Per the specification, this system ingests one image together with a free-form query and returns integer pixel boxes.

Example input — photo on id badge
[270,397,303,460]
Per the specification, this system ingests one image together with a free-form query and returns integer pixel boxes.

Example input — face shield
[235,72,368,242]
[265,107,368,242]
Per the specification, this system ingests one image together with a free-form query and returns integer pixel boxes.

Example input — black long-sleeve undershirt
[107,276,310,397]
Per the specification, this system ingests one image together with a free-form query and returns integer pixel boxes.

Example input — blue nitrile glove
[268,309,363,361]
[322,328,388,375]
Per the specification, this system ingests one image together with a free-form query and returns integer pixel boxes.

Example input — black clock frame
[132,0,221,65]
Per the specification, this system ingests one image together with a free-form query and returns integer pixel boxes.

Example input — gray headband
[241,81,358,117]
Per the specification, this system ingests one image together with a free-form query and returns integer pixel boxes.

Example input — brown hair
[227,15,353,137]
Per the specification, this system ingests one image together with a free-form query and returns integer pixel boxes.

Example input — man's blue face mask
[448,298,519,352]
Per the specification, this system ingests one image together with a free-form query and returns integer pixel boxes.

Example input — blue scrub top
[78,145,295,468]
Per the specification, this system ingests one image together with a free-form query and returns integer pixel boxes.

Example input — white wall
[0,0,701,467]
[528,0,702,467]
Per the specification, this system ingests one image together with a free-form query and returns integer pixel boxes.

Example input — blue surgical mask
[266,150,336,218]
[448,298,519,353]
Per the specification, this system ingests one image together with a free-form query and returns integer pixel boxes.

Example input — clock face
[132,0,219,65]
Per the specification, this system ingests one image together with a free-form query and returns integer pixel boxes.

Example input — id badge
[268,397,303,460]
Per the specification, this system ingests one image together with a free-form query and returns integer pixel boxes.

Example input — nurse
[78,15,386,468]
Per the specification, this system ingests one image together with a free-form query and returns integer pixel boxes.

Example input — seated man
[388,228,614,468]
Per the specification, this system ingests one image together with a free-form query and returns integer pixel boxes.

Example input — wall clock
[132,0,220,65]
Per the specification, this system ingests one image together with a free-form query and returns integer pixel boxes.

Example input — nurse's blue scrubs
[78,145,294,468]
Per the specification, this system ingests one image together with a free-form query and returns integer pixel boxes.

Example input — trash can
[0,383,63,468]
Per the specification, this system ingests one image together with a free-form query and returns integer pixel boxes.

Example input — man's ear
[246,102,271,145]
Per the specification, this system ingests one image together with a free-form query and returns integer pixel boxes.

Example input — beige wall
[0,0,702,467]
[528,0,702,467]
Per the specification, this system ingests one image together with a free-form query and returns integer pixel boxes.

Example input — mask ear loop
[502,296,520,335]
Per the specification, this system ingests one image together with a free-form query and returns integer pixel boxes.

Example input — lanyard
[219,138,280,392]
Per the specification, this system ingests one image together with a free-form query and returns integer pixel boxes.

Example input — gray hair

|---|

● Short task: Express the rows above as a JSON list of strings, one string per line and leaving out blank lines, from the very first line through the line that contains "[132,0,221,65]", with that line included.

● Solution for this problem:
[
  "Per the specification, this system ingests one image together with a free-form query and returns integer pixel boxes.",
  "Example input — photo on id badge",
  "[270,397,303,460]",
  "Per the specification, this system ingests one image together with a free-form query and returns integer pixel boxes.",
  "Example input — face shield",
  "[235,72,368,242]",
  "[265,107,368,242]",
  "Per the specification, this system ingests one image together with a free-form query and returns integer pixel boxes.",
  "Example input — black long-sleeve undershirt",
  "[107,276,310,397]",
  "Per the specification, this system ingests one image together with a free-form query and returns integer pixel boxes.",
  "Example input — blue nitrile glove",
  "[268,309,363,361]",
  "[322,328,388,375]",
  "Per the specification, this system ingests one image together with a free-form query and returns integer pixel boxes.",
  "Example input — black clock frame",
  "[132,0,221,65]"
]